REQUIRED WORK: Transcribe exactly, and only, the lines from the one containing "been staring at this and i really need the treeline" through the end of the material.

-------- EXTRACTED DATA

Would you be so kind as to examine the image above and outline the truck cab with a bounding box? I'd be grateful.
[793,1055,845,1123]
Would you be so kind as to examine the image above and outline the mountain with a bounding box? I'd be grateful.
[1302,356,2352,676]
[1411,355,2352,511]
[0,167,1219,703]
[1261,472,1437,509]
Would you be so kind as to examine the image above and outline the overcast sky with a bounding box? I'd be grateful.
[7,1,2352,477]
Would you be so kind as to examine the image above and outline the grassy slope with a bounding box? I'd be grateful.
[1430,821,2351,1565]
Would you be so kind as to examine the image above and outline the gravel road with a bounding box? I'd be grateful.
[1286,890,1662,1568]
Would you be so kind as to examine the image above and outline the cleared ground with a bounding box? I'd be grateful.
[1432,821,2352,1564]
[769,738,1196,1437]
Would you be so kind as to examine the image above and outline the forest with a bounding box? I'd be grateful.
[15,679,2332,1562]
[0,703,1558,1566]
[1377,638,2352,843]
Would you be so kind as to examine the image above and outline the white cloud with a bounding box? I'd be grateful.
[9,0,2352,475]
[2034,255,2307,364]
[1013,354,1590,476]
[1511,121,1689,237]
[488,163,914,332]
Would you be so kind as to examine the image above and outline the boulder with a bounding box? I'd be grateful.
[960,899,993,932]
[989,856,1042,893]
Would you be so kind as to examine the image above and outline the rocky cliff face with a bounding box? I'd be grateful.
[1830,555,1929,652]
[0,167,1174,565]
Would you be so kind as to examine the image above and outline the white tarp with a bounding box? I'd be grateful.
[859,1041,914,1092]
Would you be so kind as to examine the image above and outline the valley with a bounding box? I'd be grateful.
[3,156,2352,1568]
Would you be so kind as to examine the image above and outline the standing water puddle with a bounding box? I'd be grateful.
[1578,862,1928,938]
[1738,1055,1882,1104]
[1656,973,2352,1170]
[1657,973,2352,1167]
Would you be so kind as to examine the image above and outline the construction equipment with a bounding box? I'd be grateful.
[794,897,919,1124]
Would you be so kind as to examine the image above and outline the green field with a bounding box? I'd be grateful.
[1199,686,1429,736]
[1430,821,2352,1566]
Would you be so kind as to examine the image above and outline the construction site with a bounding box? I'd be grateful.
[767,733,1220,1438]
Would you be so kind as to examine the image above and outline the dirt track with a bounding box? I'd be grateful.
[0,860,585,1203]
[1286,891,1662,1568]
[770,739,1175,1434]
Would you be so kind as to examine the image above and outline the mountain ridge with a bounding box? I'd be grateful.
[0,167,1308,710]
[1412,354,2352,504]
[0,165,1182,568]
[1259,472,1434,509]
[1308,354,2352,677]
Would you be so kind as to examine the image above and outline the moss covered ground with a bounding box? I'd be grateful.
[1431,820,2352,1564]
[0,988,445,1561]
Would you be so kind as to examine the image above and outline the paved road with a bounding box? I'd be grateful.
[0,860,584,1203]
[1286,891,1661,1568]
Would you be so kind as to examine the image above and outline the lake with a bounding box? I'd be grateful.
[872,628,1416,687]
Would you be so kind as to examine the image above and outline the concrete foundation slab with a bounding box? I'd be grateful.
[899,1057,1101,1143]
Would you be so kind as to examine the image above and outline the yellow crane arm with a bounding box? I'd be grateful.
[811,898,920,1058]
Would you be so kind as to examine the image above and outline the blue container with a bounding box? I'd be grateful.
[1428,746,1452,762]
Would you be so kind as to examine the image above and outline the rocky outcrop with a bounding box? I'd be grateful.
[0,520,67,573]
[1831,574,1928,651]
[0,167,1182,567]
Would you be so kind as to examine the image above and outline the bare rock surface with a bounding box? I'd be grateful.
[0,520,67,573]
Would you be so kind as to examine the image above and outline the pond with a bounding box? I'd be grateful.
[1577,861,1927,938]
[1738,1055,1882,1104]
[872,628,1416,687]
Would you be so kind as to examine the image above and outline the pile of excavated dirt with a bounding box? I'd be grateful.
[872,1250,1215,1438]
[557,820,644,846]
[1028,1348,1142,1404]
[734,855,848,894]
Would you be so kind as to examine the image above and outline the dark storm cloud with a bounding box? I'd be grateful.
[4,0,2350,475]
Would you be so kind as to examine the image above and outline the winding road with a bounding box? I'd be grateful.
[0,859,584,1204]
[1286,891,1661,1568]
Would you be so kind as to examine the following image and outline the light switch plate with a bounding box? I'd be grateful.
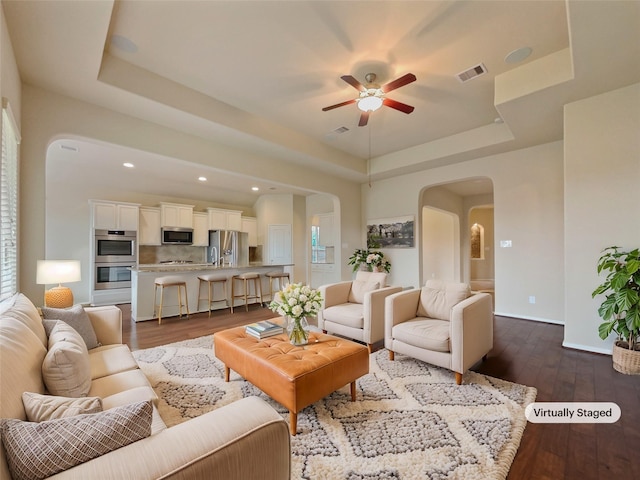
[500,240,512,248]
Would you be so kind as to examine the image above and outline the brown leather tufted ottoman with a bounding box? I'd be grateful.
[214,323,369,435]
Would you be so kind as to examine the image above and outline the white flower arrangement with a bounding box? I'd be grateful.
[269,283,322,320]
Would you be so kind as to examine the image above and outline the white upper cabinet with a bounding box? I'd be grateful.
[91,200,139,231]
[160,202,194,228]
[207,208,242,231]
[138,207,161,245]
[241,217,258,246]
[192,212,209,246]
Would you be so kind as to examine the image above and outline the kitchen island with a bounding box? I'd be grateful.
[130,263,293,322]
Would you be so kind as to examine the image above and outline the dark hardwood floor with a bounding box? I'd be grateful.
[120,305,640,480]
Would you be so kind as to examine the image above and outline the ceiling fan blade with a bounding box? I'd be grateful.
[381,73,417,93]
[322,99,357,111]
[358,111,370,127]
[341,75,365,92]
[383,98,415,114]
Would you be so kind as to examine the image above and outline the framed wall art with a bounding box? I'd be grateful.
[367,215,414,248]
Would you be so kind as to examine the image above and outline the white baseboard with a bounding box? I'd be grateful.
[561,341,612,356]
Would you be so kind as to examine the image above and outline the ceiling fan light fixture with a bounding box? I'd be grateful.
[357,95,383,112]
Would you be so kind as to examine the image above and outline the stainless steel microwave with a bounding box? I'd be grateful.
[161,227,193,245]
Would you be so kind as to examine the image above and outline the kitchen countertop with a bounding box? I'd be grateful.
[131,263,292,273]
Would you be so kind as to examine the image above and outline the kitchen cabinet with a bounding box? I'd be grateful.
[192,212,209,246]
[139,207,161,245]
[160,202,194,228]
[311,263,336,289]
[317,213,334,246]
[207,208,242,231]
[241,216,258,246]
[90,200,139,231]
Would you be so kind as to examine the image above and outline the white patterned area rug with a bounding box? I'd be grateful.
[133,335,536,480]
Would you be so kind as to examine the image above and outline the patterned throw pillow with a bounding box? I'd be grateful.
[0,401,153,480]
[41,304,100,349]
[22,392,103,422]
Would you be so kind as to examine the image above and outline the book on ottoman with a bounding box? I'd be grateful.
[245,320,284,339]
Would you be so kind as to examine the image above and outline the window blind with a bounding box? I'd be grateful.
[1,99,19,301]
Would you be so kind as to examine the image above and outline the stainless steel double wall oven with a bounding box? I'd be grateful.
[93,229,137,290]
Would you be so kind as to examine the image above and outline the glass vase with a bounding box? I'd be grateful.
[287,316,309,346]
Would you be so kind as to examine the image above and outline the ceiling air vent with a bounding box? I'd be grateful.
[334,126,349,134]
[456,63,488,83]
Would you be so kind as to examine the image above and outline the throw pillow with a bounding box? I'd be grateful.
[41,304,100,349]
[417,280,471,321]
[42,321,92,397]
[348,279,380,304]
[22,392,103,422]
[0,401,153,480]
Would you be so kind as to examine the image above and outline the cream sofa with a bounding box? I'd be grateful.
[0,293,290,480]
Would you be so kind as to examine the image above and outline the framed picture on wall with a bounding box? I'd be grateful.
[367,215,414,248]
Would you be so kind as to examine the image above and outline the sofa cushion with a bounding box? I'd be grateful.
[348,279,380,304]
[322,303,364,329]
[416,280,470,321]
[0,400,153,480]
[89,344,140,380]
[41,304,100,349]
[88,369,158,405]
[0,293,47,347]
[42,321,92,397]
[22,392,103,422]
[392,318,451,352]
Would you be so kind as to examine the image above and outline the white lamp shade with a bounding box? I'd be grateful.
[36,260,81,285]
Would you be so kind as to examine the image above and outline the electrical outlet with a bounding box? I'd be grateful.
[529,296,536,304]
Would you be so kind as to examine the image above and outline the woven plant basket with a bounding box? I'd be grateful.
[612,341,640,375]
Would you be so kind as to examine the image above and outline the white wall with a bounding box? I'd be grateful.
[364,141,565,324]
[422,207,458,283]
[564,82,640,353]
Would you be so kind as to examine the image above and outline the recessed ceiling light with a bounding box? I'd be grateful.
[123,162,134,168]
[505,47,532,64]
[198,176,207,182]
[251,186,259,191]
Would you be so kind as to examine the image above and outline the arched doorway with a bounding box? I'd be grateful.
[419,178,494,295]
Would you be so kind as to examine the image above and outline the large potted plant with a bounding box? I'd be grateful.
[592,246,640,374]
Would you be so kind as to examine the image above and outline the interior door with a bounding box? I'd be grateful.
[268,224,292,265]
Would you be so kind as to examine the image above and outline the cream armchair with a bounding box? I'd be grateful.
[384,280,493,384]
[318,271,402,352]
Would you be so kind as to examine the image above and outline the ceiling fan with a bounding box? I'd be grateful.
[322,72,416,127]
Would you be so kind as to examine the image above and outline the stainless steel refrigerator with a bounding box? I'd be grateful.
[207,230,249,266]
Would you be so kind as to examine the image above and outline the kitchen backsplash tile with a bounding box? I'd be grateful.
[139,245,206,265]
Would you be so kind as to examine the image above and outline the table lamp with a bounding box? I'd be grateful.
[36,260,81,308]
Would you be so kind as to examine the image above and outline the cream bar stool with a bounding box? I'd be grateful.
[230,272,263,313]
[154,276,190,325]
[197,274,229,316]
[265,271,290,302]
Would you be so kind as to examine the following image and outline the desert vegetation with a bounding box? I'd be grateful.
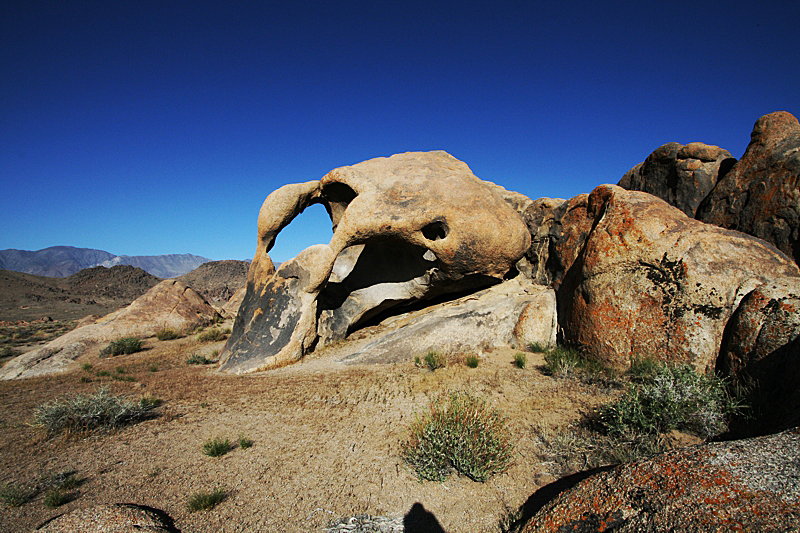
[99,337,143,357]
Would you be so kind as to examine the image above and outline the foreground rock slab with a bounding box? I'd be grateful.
[36,503,178,532]
[520,428,800,533]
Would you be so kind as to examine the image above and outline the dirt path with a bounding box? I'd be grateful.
[0,333,612,533]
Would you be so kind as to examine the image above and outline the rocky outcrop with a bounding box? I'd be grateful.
[619,142,736,217]
[717,278,800,435]
[519,428,800,533]
[697,111,800,264]
[36,503,178,532]
[0,280,221,379]
[522,195,592,287]
[557,185,800,371]
[220,151,531,373]
[336,277,555,365]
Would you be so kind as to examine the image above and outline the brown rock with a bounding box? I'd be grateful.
[518,428,800,533]
[619,142,736,217]
[717,278,800,435]
[697,111,800,264]
[557,185,800,371]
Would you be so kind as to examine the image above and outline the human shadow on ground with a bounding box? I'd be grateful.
[404,502,446,533]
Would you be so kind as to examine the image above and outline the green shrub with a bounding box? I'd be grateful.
[0,482,34,507]
[43,488,69,508]
[198,329,227,342]
[32,387,159,437]
[513,353,527,369]
[543,345,582,377]
[598,364,740,439]
[402,390,514,482]
[238,435,253,449]
[187,354,214,365]
[465,355,480,368]
[627,355,661,381]
[203,437,231,457]
[81,362,92,372]
[187,487,226,512]
[422,351,447,371]
[100,337,142,357]
[528,342,550,353]
[155,328,181,341]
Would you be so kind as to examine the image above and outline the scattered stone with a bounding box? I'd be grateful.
[0,280,221,379]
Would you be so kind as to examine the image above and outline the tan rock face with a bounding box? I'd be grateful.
[220,151,531,373]
[0,280,220,379]
[557,185,800,371]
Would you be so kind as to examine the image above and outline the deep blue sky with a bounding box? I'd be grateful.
[2,1,797,262]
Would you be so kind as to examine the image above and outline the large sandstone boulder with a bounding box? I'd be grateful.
[717,278,800,436]
[519,428,800,533]
[697,111,800,264]
[219,151,531,373]
[557,184,800,371]
[337,277,556,364]
[0,280,221,379]
[36,503,177,532]
[619,142,736,217]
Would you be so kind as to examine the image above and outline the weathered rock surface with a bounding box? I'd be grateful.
[221,286,246,318]
[338,277,555,364]
[697,111,800,264]
[522,195,592,287]
[717,278,800,436]
[220,151,531,372]
[519,428,800,533]
[0,280,221,379]
[619,142,736,217]
[557,184,800,371]
[36,503,178,532]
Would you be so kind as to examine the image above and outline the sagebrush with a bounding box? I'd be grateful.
[100,337,142,357]
[402,390,514,482]
[598,363,740,439]
[33,388,159,436]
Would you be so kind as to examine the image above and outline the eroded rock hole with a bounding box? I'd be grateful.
[322,182,358,227]
[422,220,448,241]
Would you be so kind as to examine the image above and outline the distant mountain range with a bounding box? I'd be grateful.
[0,246,213,278]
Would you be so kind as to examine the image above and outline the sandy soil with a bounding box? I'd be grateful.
[0,326,614,533]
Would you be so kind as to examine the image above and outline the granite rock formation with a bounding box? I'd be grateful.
[0,280,221,379]
[219,151,531,373]
[618,142,736,217]
[697,111,800,265]
[556,184,799,371]
[519,428,800,533]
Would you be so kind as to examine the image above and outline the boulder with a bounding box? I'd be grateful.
[220,151,531,372]
[0,280,221,379]
[519,428,800,533]
[337,277,556,364]
[619,142,736,217]
[522,195,592,287]
[717,278,800,436]
[36,503,177,532]
[557,184,800,371]
[221,286,246,318]
[697,111,800,264]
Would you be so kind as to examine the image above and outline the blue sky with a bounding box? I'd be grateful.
[1,1,797,263]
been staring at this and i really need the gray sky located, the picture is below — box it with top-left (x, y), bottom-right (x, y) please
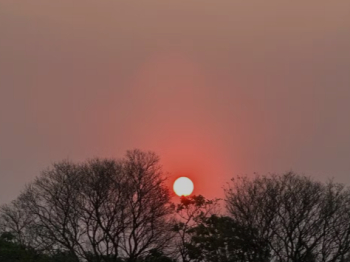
top-left (1, 0), bottom-right (350, 203)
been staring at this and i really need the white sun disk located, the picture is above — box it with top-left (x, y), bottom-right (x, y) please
top-left (173, 177), bottom-right (194, 196)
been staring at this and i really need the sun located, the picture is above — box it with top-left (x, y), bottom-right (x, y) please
top-left (173, 177), bottom-right (194, 196)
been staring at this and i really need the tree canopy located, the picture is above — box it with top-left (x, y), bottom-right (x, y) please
top-left (1, 150), bottom-right (174, 262)
top-left (1, 150), bottom-right (350, 262)
top-left (225, 172), bottom-right (350, 262)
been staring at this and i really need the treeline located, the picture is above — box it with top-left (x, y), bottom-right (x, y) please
top-left (1, 150), bottom-right (350, 262)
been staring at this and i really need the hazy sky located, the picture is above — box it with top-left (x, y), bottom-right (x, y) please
top-left (1, 1), bottom-right (350, 203)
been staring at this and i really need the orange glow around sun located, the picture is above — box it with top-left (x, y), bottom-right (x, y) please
top-left (173, 177), bottom-right (194, 196)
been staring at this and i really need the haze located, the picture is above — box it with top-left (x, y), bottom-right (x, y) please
top-left (1, 0), bottom-right (350, 203)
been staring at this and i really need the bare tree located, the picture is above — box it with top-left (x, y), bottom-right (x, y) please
top-left (0, 199), bottom-right (38, 248)
top-left (119, 150), bottom-right (174, 262)
top-left (0, 150), bottom-right (174, 262)
top-left (225, 172), bottom-right (350, 262)
top-left (18, 161), bottom-right (84, 261)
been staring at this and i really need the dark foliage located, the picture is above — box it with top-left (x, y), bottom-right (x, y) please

----------------

YOUR RESPONSE:
been staring at this and i really need the treeline located, the picture is above — box it with top-left (x, y), bottom-right (x, y) please
top-left (1, 150), bottom-right (350, 262)
been staring at this and i really need the hazy sky located, the picture is above — box it with top-left (x, y), bottom-right (x, y) please
top-left (1, 1), bottom-right (350, 203)
been staring at this and i really need the orange glow around sun located, the picture is above — box it with top-left (x, y), bottom-right (x, y) please
top-left (173, 177), bottom-right (194, 196)
been staring at this and i really need the haze located, the picture is above — box it with top-left (x, y), bottom-right (x, y) please
top-left (1, 0), bottom-right (350, 203)
been staring at this and i really need the bare tree located, the picture is above — box it with top-left (x, y), bottom-right (x, y) please
top-left (0, 199), bottom-right (38, 248)
top-left (119, 150), bottom-right (174, 262)
top-left (0, 150), bottom-right (174, 262)
top-left (225, 172), bottom-right (350, 262)
top-left (18, 161), bottom-right (84, 261)
been staring at this and i really need the dark foliage located, the picture is above — box it with top-left (x, y), bottom-right (x, y) please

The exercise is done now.